**GIVEN REQUEST**
Return the exact lines spanning from the line with "of the pale" through the last line of the entries, boundaries included, and no others.

**EXERCISE MATERIAL**

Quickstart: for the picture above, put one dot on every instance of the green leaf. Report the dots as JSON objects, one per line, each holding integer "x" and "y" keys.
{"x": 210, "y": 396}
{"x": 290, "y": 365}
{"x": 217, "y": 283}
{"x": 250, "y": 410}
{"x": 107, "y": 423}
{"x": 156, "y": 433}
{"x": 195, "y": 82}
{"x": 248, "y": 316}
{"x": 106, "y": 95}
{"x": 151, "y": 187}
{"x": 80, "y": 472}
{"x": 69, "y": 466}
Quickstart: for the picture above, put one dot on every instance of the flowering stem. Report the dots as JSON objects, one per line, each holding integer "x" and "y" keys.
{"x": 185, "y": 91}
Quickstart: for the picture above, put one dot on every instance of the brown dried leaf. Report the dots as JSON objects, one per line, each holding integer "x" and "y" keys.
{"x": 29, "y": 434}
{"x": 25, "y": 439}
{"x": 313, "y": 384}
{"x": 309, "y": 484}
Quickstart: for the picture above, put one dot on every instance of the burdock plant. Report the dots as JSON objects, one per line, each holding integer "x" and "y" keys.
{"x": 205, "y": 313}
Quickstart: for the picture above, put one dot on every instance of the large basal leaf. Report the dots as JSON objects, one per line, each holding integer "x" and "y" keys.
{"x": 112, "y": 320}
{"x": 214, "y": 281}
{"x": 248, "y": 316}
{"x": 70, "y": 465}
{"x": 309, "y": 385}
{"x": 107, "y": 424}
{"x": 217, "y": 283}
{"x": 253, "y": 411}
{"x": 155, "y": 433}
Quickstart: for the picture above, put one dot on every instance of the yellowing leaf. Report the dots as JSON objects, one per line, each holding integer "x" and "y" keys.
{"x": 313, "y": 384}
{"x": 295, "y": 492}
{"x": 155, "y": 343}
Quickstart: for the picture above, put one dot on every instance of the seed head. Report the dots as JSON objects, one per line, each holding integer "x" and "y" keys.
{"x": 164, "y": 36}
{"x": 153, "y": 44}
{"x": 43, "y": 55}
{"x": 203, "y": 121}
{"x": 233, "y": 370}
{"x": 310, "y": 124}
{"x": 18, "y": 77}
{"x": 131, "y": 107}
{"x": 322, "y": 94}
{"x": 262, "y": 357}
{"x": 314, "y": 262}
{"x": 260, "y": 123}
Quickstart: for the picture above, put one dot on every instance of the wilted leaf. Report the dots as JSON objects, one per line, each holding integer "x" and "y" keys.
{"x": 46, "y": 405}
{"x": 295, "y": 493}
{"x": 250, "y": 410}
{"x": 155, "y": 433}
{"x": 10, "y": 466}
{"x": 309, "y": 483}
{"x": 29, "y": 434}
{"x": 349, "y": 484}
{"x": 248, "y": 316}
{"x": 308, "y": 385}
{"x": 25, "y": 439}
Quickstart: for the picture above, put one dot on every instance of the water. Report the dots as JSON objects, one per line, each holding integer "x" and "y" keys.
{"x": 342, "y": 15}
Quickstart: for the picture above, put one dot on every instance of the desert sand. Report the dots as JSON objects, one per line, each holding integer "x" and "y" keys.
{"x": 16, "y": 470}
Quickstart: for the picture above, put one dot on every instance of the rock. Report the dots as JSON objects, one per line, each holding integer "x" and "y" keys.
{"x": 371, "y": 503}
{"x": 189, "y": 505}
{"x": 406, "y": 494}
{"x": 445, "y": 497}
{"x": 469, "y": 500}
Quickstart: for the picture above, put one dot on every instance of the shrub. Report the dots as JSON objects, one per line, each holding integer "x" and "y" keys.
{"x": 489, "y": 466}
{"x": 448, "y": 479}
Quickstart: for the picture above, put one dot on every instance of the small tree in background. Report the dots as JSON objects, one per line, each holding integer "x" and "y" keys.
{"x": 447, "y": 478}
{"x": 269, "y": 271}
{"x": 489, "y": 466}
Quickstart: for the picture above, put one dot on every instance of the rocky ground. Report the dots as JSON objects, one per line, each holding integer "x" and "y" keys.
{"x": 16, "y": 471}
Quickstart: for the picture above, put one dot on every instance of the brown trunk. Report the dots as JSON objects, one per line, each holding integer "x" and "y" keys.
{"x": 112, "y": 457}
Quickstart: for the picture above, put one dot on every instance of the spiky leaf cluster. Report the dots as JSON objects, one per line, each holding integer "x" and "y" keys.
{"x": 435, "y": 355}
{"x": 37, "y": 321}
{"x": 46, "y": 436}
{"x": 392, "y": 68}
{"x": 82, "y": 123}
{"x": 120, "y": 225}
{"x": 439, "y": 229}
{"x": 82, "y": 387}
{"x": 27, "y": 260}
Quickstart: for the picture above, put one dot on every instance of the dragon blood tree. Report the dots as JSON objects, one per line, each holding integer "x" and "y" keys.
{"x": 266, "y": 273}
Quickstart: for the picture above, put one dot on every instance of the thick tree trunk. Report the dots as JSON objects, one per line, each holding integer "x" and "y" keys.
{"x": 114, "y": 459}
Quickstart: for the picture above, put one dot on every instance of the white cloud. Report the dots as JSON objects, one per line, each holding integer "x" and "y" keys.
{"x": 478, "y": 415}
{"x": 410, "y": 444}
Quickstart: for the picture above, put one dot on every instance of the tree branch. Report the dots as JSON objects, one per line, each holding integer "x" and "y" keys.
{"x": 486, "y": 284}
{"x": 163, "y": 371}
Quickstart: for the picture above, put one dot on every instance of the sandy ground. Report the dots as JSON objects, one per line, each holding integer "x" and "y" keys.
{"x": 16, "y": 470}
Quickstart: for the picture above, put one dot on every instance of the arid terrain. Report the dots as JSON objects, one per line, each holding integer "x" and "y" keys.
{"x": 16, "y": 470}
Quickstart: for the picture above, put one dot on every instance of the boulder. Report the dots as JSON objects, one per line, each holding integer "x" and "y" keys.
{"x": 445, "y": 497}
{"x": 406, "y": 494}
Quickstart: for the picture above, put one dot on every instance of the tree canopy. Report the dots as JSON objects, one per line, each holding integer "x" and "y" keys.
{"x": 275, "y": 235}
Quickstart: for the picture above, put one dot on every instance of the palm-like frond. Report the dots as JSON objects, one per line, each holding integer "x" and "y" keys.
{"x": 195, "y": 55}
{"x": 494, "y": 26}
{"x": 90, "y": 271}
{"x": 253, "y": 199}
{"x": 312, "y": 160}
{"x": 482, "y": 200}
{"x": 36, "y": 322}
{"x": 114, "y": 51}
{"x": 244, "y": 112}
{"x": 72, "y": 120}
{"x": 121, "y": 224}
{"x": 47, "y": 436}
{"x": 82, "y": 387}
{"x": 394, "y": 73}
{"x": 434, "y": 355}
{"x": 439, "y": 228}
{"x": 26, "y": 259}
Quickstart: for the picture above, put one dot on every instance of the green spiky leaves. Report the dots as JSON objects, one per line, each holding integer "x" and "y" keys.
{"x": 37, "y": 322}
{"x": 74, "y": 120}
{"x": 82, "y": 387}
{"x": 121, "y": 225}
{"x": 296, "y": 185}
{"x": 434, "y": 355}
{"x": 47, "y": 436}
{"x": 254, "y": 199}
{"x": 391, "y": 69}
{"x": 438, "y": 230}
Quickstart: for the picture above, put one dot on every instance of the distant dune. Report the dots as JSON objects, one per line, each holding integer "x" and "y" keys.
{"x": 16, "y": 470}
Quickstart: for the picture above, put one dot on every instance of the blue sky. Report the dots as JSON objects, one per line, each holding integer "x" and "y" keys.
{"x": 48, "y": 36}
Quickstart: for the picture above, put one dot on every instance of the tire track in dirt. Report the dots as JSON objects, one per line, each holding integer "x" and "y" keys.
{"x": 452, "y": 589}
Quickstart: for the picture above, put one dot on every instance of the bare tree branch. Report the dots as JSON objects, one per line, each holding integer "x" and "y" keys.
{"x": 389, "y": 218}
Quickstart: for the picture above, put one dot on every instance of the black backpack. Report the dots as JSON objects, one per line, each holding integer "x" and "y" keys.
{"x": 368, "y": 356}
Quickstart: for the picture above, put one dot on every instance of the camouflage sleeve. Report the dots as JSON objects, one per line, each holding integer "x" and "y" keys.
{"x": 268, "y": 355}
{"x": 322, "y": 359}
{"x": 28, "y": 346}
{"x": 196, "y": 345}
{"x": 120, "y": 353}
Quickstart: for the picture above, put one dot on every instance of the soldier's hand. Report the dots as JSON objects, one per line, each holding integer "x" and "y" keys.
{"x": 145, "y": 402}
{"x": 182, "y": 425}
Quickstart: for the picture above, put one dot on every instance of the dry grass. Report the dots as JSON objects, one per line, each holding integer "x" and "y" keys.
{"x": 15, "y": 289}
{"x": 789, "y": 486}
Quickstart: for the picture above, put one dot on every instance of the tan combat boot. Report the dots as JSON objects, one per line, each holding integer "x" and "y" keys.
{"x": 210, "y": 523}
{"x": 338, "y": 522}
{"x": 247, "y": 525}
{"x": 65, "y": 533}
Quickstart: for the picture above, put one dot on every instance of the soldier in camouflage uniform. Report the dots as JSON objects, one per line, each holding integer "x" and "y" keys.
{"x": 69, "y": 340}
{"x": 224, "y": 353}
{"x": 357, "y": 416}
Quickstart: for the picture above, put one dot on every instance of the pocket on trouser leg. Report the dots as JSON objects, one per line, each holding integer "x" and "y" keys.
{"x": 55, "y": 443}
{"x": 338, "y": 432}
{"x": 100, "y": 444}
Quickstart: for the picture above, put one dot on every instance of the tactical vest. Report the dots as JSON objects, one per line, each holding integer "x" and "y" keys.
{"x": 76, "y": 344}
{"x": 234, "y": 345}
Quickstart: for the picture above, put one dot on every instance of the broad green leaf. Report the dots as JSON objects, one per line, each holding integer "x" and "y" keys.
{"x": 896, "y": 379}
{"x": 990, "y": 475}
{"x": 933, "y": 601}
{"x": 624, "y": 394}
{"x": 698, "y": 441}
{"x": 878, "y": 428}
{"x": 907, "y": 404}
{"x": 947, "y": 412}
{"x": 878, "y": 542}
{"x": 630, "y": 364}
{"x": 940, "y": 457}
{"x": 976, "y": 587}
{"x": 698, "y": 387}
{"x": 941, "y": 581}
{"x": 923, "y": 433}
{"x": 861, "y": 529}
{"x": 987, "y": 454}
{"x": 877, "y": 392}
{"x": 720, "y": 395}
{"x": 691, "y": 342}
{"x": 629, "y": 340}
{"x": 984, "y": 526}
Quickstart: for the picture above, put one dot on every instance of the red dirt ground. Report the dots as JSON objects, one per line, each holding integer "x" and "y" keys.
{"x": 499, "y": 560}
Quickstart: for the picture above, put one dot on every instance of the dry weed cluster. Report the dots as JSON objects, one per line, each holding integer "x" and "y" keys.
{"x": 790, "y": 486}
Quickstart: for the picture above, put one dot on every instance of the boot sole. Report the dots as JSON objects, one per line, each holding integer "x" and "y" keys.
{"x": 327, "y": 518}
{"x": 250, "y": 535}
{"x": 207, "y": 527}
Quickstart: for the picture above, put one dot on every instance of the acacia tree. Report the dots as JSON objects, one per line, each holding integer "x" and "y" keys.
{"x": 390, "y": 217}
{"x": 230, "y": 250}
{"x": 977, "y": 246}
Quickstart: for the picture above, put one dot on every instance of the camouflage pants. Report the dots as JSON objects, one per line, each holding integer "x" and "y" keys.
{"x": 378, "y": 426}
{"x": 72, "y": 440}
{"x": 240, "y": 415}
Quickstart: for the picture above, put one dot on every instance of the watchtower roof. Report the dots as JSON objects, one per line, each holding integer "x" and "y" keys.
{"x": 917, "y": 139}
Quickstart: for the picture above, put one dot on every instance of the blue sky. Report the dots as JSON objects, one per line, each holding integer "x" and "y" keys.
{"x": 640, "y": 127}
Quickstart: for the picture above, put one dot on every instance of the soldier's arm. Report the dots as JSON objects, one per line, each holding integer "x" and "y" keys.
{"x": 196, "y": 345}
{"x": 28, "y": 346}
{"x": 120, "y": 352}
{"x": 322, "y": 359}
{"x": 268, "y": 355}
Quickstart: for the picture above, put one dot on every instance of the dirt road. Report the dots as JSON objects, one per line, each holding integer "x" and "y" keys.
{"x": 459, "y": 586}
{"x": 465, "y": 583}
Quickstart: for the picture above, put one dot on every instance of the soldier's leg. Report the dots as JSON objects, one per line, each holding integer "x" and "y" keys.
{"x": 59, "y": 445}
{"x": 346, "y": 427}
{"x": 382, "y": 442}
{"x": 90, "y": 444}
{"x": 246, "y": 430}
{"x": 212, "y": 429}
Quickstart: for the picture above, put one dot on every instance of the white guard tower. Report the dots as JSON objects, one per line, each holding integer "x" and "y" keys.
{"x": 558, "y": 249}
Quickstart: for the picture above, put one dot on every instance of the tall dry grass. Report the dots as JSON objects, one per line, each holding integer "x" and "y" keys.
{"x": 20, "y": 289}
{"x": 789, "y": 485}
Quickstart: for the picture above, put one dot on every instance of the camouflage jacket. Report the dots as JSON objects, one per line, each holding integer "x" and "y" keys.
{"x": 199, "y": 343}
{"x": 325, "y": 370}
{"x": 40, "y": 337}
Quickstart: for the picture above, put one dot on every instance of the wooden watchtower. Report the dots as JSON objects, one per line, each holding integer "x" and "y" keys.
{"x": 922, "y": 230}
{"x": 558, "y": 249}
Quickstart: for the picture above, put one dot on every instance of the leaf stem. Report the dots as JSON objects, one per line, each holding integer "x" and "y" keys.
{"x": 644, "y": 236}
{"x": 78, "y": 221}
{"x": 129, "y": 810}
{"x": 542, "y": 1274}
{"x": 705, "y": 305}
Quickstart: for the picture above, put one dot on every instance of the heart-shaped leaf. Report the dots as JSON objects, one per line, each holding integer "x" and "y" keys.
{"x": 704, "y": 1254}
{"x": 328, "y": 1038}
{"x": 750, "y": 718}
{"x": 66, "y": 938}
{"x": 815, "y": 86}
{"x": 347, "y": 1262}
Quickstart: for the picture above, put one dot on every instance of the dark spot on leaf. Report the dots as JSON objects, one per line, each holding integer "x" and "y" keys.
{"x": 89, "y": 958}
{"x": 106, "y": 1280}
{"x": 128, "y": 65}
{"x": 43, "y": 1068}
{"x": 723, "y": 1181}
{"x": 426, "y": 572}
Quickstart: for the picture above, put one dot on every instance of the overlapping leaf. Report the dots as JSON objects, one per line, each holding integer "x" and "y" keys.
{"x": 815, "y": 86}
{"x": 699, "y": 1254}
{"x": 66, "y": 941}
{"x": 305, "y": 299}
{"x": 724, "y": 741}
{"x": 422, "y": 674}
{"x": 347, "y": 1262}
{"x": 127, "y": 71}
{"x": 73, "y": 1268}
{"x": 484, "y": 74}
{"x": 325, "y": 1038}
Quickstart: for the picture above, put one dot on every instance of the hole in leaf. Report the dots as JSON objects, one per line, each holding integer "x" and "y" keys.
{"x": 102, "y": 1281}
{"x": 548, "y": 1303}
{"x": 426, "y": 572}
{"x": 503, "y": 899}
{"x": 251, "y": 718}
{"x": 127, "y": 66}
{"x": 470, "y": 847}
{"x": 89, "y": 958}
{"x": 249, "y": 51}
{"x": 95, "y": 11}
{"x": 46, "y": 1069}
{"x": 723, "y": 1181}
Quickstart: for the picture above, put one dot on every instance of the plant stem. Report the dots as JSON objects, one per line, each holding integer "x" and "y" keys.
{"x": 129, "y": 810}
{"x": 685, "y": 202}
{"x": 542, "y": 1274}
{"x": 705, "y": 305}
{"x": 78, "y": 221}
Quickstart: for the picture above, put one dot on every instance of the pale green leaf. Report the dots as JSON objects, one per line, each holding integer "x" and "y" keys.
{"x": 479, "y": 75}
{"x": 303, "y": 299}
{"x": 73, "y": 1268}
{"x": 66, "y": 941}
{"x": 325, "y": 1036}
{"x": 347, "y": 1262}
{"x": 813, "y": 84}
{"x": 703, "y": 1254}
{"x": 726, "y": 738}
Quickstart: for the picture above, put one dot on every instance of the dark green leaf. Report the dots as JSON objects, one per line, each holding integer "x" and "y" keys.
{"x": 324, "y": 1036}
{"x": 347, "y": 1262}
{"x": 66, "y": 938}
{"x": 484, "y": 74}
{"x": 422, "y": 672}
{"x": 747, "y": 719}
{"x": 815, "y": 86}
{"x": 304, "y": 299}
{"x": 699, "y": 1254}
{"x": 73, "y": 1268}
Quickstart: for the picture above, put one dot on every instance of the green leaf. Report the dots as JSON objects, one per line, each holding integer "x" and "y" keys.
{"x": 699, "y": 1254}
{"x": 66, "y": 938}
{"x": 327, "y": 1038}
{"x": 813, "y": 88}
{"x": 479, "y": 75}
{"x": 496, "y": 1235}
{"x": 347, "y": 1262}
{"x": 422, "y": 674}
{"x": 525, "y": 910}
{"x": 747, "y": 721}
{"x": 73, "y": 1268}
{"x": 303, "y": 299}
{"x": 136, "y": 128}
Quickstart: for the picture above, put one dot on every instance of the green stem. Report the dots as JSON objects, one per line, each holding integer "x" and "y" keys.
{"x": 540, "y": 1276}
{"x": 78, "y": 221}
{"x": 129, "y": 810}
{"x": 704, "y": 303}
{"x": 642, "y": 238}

**ANSWER**
Quickstart: for the picture above, put one dot on every instance of the pale green leaf. Report the dots as JSON objects, one per line, each holding integer "x" and "y" keys.
{"x": 479, "y": 75}
{"x": 303, "y": 299}
{"x": 73, "y": 1268}
{"x": 66, "y": 941}
{"x": 325, "y": 1036}
{"x": 347, "y": 1262}
{"x": 813, "y": 84}
{"x": 703, "y": 1254}
{"x": 726, "y": 738}
Quickstart: for the picture above, put one dot on every instance of the dark green leaf. Report the dots as JSON objects, one per line, each holding integer "x" and "y" keys.
{"x": 324, "y": 1036}
{"x": 347, "y": 1262}
{"x": 66, "y": 938}
{"x": 484, "y": 74}
{"x": 422, "y": 672}
{"x": 747, "y": 719}
{"x": 815, "y": 86}
{"x": 304, "y": 299}
{"x": 699, "y": 1254}
{"x": 73, "y": 1268}
Quickstart: for the picture above, put one dot on every instance of the green leaf. Report the dots as JSON objects, one per line, each holding integer "x" and "y" keys.
{"x": 699, "y": 1254}
{"x": 66, "y": 938}
{"x": 327, "y": 1038}
{"x": 813, "y": 88}
{"x": 479, "y": 75}
{"x": 496, "y": 1235}
{"x": 347, "y": 1262}
{"x": 422, "y": 674}
{"x": 525, "y": 910}
{"x": 747, "y": 721}
{"x": 73, "y": 1268}
{"x": 303, "y": 299}
{"x": 136, "y": 128}
Quickstart: for the picture above, put one dot on every instance of the green stem. Report the dots as JSON objects, one per line, each holding integer "x" and "y" keys.
{"x": 540, "y": 1276}
{"x": 78, "y": 221}
{"x": 129, "y": 810}
{"x": 704, "y": 303}
{"x": 642, "y": 238}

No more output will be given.